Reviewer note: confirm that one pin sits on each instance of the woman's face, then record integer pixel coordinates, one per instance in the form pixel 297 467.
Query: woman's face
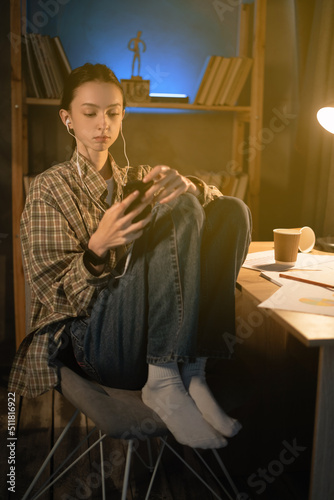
pixel 96 115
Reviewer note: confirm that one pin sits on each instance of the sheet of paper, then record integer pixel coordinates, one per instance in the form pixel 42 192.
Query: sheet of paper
pixel 301 297
pixel 323 276
pixel 265 261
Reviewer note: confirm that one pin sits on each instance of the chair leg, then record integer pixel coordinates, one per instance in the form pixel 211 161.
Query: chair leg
pixel 48 458
pixel 228 477
pixel 127 469
pixel 202 480
pixel 155 471
pixel 102 468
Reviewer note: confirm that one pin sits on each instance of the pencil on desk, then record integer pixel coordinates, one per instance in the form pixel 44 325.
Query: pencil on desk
pixel 303 280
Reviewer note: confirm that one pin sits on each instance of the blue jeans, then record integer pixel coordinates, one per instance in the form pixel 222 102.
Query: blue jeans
pixel 175 301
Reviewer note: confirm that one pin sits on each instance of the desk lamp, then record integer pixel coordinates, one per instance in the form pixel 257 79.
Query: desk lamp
pixel 325 117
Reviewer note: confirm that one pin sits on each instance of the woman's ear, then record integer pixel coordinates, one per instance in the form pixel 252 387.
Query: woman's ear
pixel 65 117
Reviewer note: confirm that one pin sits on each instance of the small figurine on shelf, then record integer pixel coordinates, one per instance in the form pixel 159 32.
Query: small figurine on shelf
pixel 134 46
pixel 136 89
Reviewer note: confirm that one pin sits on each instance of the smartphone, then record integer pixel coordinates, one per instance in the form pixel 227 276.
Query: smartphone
pixel 142 187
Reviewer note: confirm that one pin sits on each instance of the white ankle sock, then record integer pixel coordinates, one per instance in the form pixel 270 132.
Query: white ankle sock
pixel 164 392
pixel 193 377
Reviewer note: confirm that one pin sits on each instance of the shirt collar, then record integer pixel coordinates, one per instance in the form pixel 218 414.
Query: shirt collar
pixel 94 181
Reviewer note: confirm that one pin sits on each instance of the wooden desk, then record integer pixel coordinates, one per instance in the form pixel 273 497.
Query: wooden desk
pixel 313 331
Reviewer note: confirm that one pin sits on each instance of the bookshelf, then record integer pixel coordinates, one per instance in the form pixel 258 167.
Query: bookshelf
pixel 246 122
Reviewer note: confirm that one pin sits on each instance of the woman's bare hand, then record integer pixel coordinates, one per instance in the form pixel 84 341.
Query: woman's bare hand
pixel 116 228
pixel 168 184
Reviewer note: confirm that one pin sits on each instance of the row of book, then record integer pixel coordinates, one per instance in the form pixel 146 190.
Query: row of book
pixel 222 80
pixel 228 184
pixel 45 65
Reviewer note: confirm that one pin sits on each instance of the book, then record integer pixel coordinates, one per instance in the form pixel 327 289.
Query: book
pixel 54 67
pixel 239 81
pixel 41 65
pixel 206 78
pixel 63 62
pixel 45 65
pixel 229 80
pixel 29 69
pixel 229 184
pixel 217 81
pixel 241 188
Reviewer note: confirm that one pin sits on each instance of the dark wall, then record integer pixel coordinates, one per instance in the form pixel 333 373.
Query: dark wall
pixel 7 332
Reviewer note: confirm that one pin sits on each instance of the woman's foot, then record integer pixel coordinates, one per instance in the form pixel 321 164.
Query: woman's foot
pixel 193 378
pixel 165 394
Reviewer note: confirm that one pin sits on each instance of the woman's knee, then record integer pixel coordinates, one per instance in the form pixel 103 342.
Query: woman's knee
pixel 231 210
pixel 186 207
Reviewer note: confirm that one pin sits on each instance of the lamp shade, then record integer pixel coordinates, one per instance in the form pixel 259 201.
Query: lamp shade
pixel 325 117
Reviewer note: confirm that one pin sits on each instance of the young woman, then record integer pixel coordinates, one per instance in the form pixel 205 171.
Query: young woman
pixel 144 302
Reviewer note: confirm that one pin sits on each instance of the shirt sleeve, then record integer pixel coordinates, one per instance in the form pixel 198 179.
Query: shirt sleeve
pixel 60 284
pixel 207 193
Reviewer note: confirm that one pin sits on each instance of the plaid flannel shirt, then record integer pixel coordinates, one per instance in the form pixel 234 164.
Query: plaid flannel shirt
pixel 57 222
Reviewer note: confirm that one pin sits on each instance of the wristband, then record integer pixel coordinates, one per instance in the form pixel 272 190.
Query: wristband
pixel 91 257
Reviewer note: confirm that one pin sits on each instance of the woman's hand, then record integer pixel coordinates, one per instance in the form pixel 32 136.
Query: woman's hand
pixel 116 228
pixel 168 184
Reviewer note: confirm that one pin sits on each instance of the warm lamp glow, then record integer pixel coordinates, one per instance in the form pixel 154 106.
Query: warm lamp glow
pixel 325 117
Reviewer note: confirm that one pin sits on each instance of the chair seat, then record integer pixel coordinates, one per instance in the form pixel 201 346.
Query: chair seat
pixel 118 413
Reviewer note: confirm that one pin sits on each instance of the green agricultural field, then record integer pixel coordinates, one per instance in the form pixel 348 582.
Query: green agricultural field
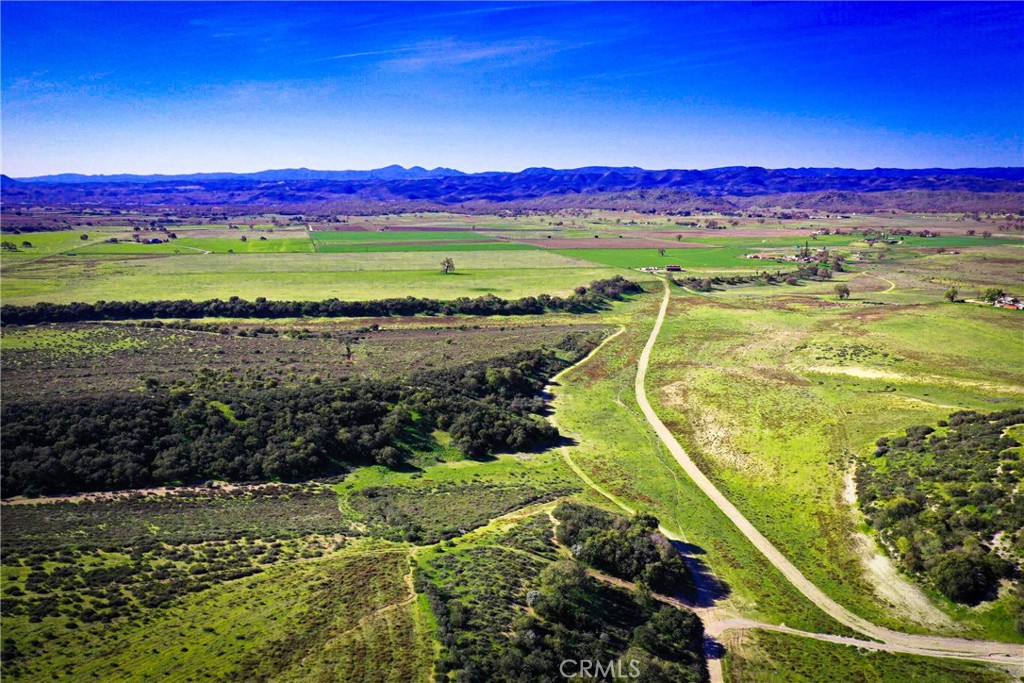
pixel 192 246
pixel 298 276
pixel 397 236
pixel 717 258
pixel 346 247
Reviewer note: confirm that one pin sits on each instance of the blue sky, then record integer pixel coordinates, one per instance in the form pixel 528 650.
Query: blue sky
pixel 180 87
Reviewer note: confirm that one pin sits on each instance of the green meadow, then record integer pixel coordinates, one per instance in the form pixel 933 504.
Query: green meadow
pixel 297 276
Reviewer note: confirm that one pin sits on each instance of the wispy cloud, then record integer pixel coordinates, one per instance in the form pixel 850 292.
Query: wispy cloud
pixel 373 53
pixel 450 52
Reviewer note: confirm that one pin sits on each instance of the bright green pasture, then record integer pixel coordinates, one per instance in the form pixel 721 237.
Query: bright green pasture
pixel 297 276
pixel 762 656
pixel 187 246
pixel 776 397
pixel 396 236
pixel 714 258
pixel 344 248
pixel 617 453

**Set exercise:**
Reproduce the material above with every occurrence of "Query" switched to "Target", keeping everything else unchanged and leaving out the pictures.

**Reply to the task:**
Reviewer note: confirm that one pin sits on each instance of the woman's face, then record integer pixel coordinates, one per instance in the form pixel 297 467.
Target: woman's face
pixel 96 115
Reviewer note: confirm that one pin sits on each instance of the sheet of paper, then record integer pixel coordinates, one per instance in the form pixel 42 192.
Target: sheet of paper
pixel 301 297
pixel 323 276
pixel 265 261
Reviewer note: confirm that one pin sits on each instance of the chair leg, then record integer pixel coordinates, one per instance in the form pixel 211 161.
Target: chair leg
pixel 48 458
pixel 228 477
pixel 127 469
pixel 202 480
pixel 155 471
pixel 102 468
Reviewer note: confirm that one pin sits on each instance of the pencil on desk, then record integer pixel coordinates, one per instance in the form pixel 44 325.
Target: pencil on desk
pixel 303 280
Reviewer note: confirm that one pin sits on each instance of the blue jeans, then record integer pixel coordinates, one per instance in the form pixel 222 102.
Target: blue jeans
pixel 175 301
Reviewer note: confirm that one pin sits on each instance of the desk lamp, then record integer pixel coordinates, one per instance in the form pixel 257 79.
Target: desk lamp
pixel 325 117
Reviewer note: confirm that one pin sits on each instance of the woman's ear, then record integer pixel coordinates, one per instance in the form pixel 252 387.
Target: woman's ear
pixel 65 117
Reviewer note: confirm that one pin sits on each instance of the small figurine on shelf, then record integer pixel coordinates, one per instance in the form pixel 159 32.
Target: small figurine on shelf
pixel 134 46
pixel 136 89
Reviewer note: confirm that one pin sits on each instance of the smartphone, then record integer pixel coordinates, one per instance in the form pixel 227 276.
Target: smartphone
pixel 142 187
Reviewer note: confirm that one pin sits on each instance of the white ankle sock, then record integer pixel coordinates, one per instance in the form pixel 270 132.
Target: white ankle sock
pixel 164 392
pixel 193 377
Reviewer note: confirm that one pin sits on each instance of the shirt collar, then record integer pixel coordinates, one per instance in the form pixel 218 414.
Target: shirt collar
pixel 94 181
Reviewer note: confirm that one pin sits on each instance of the wooden desk, then record integer pixel coordinates, one per instance in the form pixel 273 497.
Target: wooden desk
pixel 313 331
Reviewer note: confirm that one pin sits on each instance of the bookshelf, then record integer pixel coordinates, one per instance in the form pixel 258 167.
Target: bookshelf
pixel 246 122
Reviewer note: confirm that one pin sits on each instance of the woman's bare hand, then record integer pixel coordinates, one per instance in the form pixel 84 341.
Target: woman's bare hand
pixel 116 228
pixel 168 184
Reviewer note: confirm that one pin sits on each instance of the row of book, then record integer pixel coordinates, one per instance in the form pixel 146 190.
Target: row of book
pixel 222 80
pixel 228 184
pixel 45 65
Reviewer note: confirm that one pin sits on each instance of the book, then record integer pixel coordinates, one per instance in the form pixel 327 289.
Target: book
pixel 54 67
pixel 239 81
pixel 41 65
pixel 206 78
pixel 63 62
pixel 45 65
pixel 229 80
pixel 29 69
pixel 229 184
pixel 217 81
pixel 241 188
Reviewer note: confirm that one pin sits on each instance of the dark wall, then record integer pixel coordinates, one per instance in the form pixel 333 373.
Target: dark wall
pixel 7 332
Reviewer note: confirm that one pin sits on each instance of the woman's foot, then record integer pixel coordinates, one per instance in the form pixel 321 164.
Target: woman's foot
pixel 193 378
pixel 165 394
Reviewer note: confirm that one pin sits on each instance of the woman's knee, then record integer pixel coordinates, one per instance in the form pixel 103 342.
Target: woman's knee
pixel 231 210
pixel 186 207
Reviewer note: confirm that one pin sits on each instance of the lamp shade, then record integer pixel coordinates, one per instance in the form pixel 259 201.
Target: lamp shade
pixel 325 117
Reviewer note: confirm that one pin sits on each instance of the young woman, then record integer pixel coordinates, one per instance in the form pixel 205 171.
Target: young woman
pixel 144 302
Reviewer note: confirm that one pin sits on each instance of the shirt sleeve, then record integer pixel coordinates, one per instance in the form pixel 198 179.
Target: shirt sleeve
pixel 60 284
pixel 207 193
Reviewer note: confirm that one pin sits on each instance of the plaid flannel shirt, then record integer pixel coordinates, one per instance in the form pixel 234 164.
Target: plaid flannel shirt
pixel 57 222
Reviewer note: confirm that one pin sits on each instance of the wristband, then record integer pixel coordinates, one per instance in the form pixel 272 190.
Target: wristband
pixel 91 257
Reviewer note: confirm that one pin sits on each instance of the woman's hand, then record integer pixel coordinates, one per instance in the form pixel 32 136.
Target: woman's hand
pixel 116 228
pixel 168 184
Reviewer note: confirm that one pin sits on each instance of the warm lamp glow, then record integer pixel coordinates, one per instance in the form pixel 154 106.
Target: warm lamp glow
pixel 325 117
Reviewer note: confirm that one pin sits on each instance of the chair seat, then record integer pixel coordinates, one per instance in the form pixel 201 346.
Target: chair seat
pixel 118 413
Reviewer note: confirm that one pin sits on each instance of the green agricultural field, then record integer pixel coordinates, one per instance in the form pixel 348 582.
Target: green agricultural field
pixel 192 246
pixel 298 276
pixel 397 236
pixel 717 258
pixel 346 247
Reviewer note: confirm that one pin sits on each instance of the blue sky, then record integer pixel coordinates, one per instance in the form pixel 528 650.
Target: blue sky
pixel 180 87
Reviewer note: confirm that one pin sits on each instance of the green meadow, then record integer pixel coordinates, one per instance in the form pixel 933 504.
Target: green meadow
pixel 297 276
Reviewer note: confirm that one pin sits on each instance of the wispy cloud, then record integer pixel coordinates, one per instance in the form pixel 850 292.
Target: wispy cloud
pixel 373 53
pixel 450 52
Reviewer note: confirm that one pin sits on each instance of the bright green pasture, then record integer pixel coordinates, one per instance in the form pixel 721 237.
Target: bright green pasture
pixel 297 276
pixel 762 656
pixel 187 246
pixel 776 397
pixel 396 236
pixel 714 258
pixel 344 248
pixel 617 453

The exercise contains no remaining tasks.